* [Work to be completed]:
Extract every line below that contains the string "wheel". Treat the match as case-sensitive.

═════ Records for processing ═════

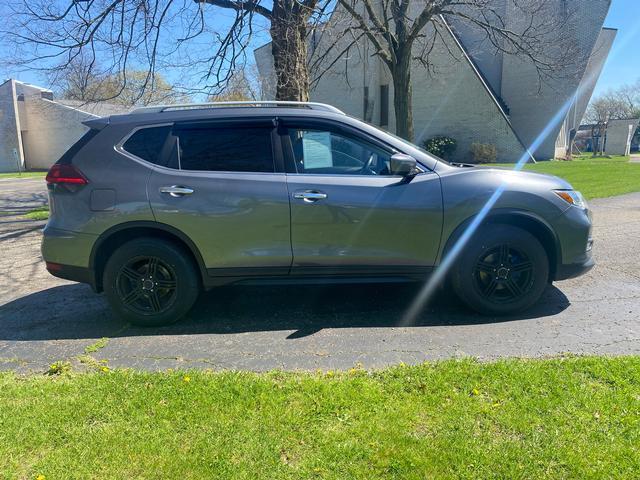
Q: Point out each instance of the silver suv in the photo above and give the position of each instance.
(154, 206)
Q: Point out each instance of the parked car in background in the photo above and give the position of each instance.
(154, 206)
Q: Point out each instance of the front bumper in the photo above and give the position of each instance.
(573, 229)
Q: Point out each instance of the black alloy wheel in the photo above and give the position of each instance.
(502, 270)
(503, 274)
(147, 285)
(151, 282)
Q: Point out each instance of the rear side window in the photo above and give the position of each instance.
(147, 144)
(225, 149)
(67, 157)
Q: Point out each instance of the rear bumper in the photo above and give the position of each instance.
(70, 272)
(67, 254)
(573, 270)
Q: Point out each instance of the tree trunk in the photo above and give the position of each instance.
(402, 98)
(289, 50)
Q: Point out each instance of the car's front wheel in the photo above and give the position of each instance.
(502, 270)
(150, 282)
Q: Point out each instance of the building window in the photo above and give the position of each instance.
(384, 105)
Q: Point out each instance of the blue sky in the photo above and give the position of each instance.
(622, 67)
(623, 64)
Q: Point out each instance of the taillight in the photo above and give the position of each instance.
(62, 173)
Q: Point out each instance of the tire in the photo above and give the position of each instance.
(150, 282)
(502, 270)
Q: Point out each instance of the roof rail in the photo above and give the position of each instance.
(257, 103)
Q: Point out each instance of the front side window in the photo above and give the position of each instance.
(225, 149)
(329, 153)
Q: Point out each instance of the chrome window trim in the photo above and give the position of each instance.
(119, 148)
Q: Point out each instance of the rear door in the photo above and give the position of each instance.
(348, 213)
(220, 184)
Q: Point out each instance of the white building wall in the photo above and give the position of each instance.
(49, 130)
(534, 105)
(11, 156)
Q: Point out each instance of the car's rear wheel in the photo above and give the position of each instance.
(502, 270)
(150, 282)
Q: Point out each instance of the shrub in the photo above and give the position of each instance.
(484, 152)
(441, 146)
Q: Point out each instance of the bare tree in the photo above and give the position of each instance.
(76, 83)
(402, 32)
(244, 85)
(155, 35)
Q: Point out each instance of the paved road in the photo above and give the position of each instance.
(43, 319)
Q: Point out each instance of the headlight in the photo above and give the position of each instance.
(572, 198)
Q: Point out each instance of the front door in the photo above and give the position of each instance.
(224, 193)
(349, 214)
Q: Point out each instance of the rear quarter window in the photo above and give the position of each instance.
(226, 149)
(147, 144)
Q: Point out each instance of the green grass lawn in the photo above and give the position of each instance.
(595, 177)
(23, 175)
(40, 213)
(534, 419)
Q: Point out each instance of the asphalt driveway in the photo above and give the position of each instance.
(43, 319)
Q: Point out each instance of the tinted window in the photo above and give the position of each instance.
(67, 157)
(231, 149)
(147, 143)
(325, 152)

═════
═════ Records for processing ═════

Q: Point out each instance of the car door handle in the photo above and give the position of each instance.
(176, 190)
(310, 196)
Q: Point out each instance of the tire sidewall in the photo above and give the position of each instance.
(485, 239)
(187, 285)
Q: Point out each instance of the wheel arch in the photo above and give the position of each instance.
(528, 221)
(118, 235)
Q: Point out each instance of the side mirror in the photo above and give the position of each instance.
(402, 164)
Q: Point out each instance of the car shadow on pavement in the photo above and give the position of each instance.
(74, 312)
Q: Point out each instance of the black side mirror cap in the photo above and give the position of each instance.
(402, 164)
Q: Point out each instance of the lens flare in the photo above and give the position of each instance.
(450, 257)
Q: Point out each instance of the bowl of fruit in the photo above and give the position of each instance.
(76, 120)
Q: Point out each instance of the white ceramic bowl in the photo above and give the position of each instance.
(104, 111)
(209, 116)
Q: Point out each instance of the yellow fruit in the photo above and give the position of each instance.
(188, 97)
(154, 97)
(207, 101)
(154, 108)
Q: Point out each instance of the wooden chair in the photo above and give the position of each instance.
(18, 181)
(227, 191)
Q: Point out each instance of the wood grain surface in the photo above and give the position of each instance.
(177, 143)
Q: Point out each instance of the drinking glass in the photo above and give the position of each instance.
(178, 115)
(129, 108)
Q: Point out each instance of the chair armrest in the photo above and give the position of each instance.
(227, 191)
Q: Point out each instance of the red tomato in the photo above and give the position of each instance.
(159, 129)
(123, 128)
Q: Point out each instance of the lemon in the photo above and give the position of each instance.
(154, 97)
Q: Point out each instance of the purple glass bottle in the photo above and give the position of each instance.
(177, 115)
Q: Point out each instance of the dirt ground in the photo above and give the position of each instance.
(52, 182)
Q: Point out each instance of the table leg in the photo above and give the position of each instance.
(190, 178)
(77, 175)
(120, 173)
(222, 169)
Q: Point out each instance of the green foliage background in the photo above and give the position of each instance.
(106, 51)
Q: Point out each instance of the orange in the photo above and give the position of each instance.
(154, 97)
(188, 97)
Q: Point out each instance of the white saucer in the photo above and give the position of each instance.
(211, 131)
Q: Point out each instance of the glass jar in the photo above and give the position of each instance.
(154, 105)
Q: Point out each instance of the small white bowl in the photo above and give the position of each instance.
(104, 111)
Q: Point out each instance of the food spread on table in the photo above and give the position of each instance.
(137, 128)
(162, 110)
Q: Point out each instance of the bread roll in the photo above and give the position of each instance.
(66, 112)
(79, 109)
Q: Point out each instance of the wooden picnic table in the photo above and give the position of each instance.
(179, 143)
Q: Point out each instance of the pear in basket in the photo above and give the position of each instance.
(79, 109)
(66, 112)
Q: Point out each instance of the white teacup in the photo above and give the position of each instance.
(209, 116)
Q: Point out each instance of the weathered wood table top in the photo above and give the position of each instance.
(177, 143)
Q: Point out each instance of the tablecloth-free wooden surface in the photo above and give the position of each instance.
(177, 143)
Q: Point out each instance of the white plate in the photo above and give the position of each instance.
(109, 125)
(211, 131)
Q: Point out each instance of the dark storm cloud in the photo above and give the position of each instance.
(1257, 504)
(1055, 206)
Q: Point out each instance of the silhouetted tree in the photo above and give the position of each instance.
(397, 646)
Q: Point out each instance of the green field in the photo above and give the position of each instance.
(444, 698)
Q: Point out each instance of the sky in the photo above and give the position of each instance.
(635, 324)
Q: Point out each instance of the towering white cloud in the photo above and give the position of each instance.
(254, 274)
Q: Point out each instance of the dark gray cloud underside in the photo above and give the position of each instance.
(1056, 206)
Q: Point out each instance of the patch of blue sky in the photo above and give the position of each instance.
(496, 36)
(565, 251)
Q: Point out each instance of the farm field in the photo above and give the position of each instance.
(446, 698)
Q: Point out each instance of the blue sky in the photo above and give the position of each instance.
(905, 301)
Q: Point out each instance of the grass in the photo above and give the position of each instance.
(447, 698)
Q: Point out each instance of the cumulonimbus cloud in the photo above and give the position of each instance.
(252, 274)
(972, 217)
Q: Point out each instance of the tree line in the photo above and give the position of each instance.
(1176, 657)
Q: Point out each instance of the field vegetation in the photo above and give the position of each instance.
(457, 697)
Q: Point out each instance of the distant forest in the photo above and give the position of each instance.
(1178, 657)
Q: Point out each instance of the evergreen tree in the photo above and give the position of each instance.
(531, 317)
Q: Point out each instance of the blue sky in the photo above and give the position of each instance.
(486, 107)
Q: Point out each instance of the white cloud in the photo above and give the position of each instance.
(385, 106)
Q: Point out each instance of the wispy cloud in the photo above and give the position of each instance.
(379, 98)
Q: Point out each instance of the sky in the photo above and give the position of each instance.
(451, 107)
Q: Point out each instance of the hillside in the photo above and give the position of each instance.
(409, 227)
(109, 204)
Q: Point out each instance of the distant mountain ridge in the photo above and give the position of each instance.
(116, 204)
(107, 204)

═════

* [Written solution]:
Q: Point out each instance of the black alloy wheel in the photo above and give the position of each instance.
Q: Point out each instance of the car's front wheel in the photo above and give the position of each instance.
Q: Point out each instance of the car's rear wheel in the photo above and give the position of each instance.
Q: Point out each instance of the wheel arch in the photo above and give the position of each instance.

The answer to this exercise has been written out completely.